> [PROBLEM REQUIREMENTS] When you write out the entries, keep every line exactly as it appears.

> [PROVIDED DATA]
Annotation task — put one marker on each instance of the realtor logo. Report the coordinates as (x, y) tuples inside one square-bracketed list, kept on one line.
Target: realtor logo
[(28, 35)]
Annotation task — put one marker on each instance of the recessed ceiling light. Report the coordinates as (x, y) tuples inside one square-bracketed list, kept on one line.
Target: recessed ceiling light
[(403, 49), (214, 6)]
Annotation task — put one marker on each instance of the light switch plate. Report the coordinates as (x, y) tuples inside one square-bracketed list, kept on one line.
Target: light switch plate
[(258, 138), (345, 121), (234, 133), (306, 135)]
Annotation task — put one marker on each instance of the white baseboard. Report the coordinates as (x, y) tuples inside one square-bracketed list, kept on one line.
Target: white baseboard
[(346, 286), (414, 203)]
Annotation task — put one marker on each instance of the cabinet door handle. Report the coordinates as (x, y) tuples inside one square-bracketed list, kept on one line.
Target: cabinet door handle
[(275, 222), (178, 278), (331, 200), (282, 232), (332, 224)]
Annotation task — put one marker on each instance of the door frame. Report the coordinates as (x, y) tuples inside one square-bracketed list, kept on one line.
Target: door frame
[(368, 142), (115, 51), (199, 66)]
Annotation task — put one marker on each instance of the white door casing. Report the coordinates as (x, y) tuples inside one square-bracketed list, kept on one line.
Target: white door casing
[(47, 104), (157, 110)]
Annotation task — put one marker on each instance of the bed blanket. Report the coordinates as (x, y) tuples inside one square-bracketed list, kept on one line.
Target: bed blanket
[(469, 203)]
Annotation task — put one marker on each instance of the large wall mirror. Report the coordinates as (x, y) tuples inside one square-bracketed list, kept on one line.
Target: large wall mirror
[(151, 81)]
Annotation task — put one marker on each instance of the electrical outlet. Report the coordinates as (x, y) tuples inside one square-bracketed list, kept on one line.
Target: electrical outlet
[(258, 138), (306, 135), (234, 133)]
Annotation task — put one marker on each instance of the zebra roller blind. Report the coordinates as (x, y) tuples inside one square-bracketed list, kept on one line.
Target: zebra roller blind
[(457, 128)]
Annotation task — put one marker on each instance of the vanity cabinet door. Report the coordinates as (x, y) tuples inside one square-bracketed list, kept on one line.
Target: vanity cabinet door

> [WRITTEN SOLUTION]
Annotation task — put one marker on each instance of the realtor logo. Report the coordinates as (x, y) tuples inside one square-bracketed list, kept on one line.
Target: realtor logo
[(28, 35)]
Annotation task — put one marker on each instance of the recessed ceiling light. Report the coordinates as (x, y) tuples inside one square-bracketed list, kept on one line.
Target: recessed ceiling light
[(403, 49), (214, 6)]
Annotation task — put one marker on each instance of the light switch plate. Report the coordinates as (x, y) tuples inside one square-bracketed list, kept on one line.
Target: light switch plate
[(258, 138), (345, 121), (234, 133), (306, 135)]
Annotation task — put one marker on each instance of the white baseboard. Report the coordinates as (x, y) tuples inside one square-bracketed list, kept on one line.
Target: white baseboard
[(346, 286), (414, 203)]
Annotation task — put one marker on each instance of the cabinet door handle. Report the coordinates as (x, y) tuples inside one square-bracketed list, kept on one line.
Target: cabinet door handle
[(275, 222), (178, 278), (331, 200), (282, 232), (332, 224)]
Annotation task — put one marker on each instance of the door frame. Report the coordinates as (x, y) tuples inside one square-bracketed list, kept on one line.
Target: door frame
[(368, 142), (115, 51), (199, 66)]
Annotation task — put one marker on each instance of the white door casing. Report the coordinates as (x, y) tuples inside one square-bracketed list, kept on one line.
Target: white door casing
[(47, 104), (157, 110)]
Annotation task — put one marker on each instance of the bed blanket. Report the coordinates as (x, y) tuples inside one square-bracketed list, kept on one line.
Target: bed blanket
[(469, 203)]
Annotation task — put one marker on each instance of the large wall mirror. Report the coordinates as (x, y) tuples inside one square-bracketed list, kept on one line.
Target: large wall mirror
[(151, 81)]
Annotation task — put one marker on each instance of the electrical outlet. Report the coordinates as (x, y) tuples inside one square-bracketed list, kept on one line.
Target: electrical outlet
[(258, 138), (306, 135), (234, 133)]
Annotation task — put one marker on each instance of the zebra roller blind. Report the coordinates as (x, y) tuples inside one square-bracketed list, kept on one line.
Target: zebra roller blind
[(457, 128)]
Annotation task — put one marker on each instance of the vanity cabinet door. Report the coordinates as (x, y) tuples inside one square-bracketed list, kept on one line.
Target: vanity cabinet door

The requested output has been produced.